• _TO DO_
In full and without change, retype the records.

[Stored data]
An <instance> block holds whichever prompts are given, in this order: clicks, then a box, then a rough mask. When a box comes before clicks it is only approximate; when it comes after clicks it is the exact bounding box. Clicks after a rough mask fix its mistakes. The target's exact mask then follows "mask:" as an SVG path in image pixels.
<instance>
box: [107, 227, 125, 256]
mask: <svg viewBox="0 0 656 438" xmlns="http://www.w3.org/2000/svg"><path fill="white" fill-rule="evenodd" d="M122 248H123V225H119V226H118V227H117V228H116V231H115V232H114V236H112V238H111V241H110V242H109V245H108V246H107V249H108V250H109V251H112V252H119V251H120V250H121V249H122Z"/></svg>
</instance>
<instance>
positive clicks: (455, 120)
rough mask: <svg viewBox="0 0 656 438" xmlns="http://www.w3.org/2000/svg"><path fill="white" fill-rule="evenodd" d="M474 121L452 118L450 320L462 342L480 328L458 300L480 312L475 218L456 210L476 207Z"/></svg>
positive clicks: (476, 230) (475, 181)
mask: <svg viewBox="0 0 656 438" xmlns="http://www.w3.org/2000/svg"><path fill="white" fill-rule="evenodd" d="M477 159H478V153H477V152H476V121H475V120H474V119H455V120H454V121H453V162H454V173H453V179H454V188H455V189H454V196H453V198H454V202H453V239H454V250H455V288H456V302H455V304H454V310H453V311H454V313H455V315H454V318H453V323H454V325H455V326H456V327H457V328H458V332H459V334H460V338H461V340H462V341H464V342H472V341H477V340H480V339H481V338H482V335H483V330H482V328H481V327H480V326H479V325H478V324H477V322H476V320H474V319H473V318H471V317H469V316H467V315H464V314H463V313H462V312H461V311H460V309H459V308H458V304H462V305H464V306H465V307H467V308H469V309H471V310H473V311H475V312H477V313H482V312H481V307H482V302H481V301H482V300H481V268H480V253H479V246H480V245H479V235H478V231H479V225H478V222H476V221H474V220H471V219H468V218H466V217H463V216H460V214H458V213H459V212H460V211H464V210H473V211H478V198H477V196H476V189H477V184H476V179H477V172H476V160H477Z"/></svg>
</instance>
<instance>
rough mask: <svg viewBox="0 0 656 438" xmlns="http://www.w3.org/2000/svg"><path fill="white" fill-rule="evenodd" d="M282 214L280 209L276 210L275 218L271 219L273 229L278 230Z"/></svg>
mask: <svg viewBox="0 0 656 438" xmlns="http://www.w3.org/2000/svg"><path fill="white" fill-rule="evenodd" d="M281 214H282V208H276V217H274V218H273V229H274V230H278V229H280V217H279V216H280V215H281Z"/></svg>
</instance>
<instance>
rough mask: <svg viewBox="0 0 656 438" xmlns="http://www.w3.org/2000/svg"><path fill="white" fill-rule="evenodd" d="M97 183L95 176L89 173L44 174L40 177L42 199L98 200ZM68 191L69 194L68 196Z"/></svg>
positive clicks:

• _WORKED SOLUTION_
An <instance> block holds whichever prompts are given, in this order: clicks, then a box, then a rough mask. When a box comes before clicks it is only approximate; when it comes after clicks it is the exact bounding box. Clicks after a rough mask fix its mistakes. The target's exact mask then follows "mask:" as an SVG path in image pixels.
<instance>
box: [107, 227, 125, 256]
mask: <svg viewBox="0 0 656 438" xmlns="http://www.w3.org/2000/svg"><path fill="white" fill-rule="evenodd" d="M122 248H123V225H119V226H118V227H117V228H116V231H115V232H114V236H112V238H111V241H110V242H109V245H108V246H107V249H108V250H109V251H112V252H119V251H120V250H121V249H122Z"/></svg>
</instance>
<instance>
positive clicks: (455, 120)
rough mask: <svg viewBox="0 0 656 438" xmlns="http://www.w3.org/2000/svg"><path fill="white" fill-rule="evenodd" d="M474 121L452 118L450 320L462 342L480 328L458 300L480 312L475 218L456 210L476 207Z"/></svg>
positive clicks: (476, 230) (475, 181)
mask: <svg viewBox="0 0 656 438" xmlns="http://www.w3.org/2000/svg"><path fill="white" fill-rule="evenodd" d="M477 159H478V153H477V152H476V121H475V120H474V119H455V120H454V121H453V162H454V173H453V179H454V188H455V189H454V196H453V198H454V202H453V239H454V250H455V288H456V302H455V304H454V310H453V311H454V313H455V315H454V318H453V323H454V325H455V326H456V327H457V328H458V332H459V334H460V338H461V340H462V341H464V342H472V341H477V340H480V339H481V338H482V335H483V330H482V328H481V327H480V326H479V325H478V324H477V322H476V320H474V319H473V318H471V317H469V316H467V315H464V314H463V313H462V312H461V311H460V309H459V308H458V304H462V305H464V306H465V307H467V308H469V309H471V310H473V311H475V312H477V313H482V312H481V307H482V302H481V301H482V300H481V268H480V253H479V246H480V245H479V235H478V231H479V225H478V222H476V221H474V220H471V219H468V218H466V217H463V216H460V214H458V213H459V212H460V211H464V210H473V211H478V198H477V196H476V189H477V184H476V179H477V172H476V160H477Z"/></svg>
</instance>
<instance>
rough mask: <svg viewBox="0 0 656 438" xmlns="http://www.w3.org/2000/svg"><path fill="white" fill-rule="evenodd" d="M282 214L280 209L276 210L275 218L271 219L273 229L278 230Z"/></svg>
mask: <svg viewBox="0 0 656 438" xmlns="http://www.w3.org/2000/svg"><path fill="white" fill-rule="evenodd" d="M281 214H282V208H276V217H274V218H273V229H274V230H278V229H280V217H279V216H280V215H281Z"/></svg>
</instance>
<instance>
rough mask: <svg viewBox="0 0 656 438" xmlns="http://www.w3.org/2000/svg"><path fill="white" fill-rule="evenodd" d="M97 183L95 176L89 173L44 174L40 177L42 199L98 200ZM68 191L69 194L68 196Z"/></svg>
positive clicks:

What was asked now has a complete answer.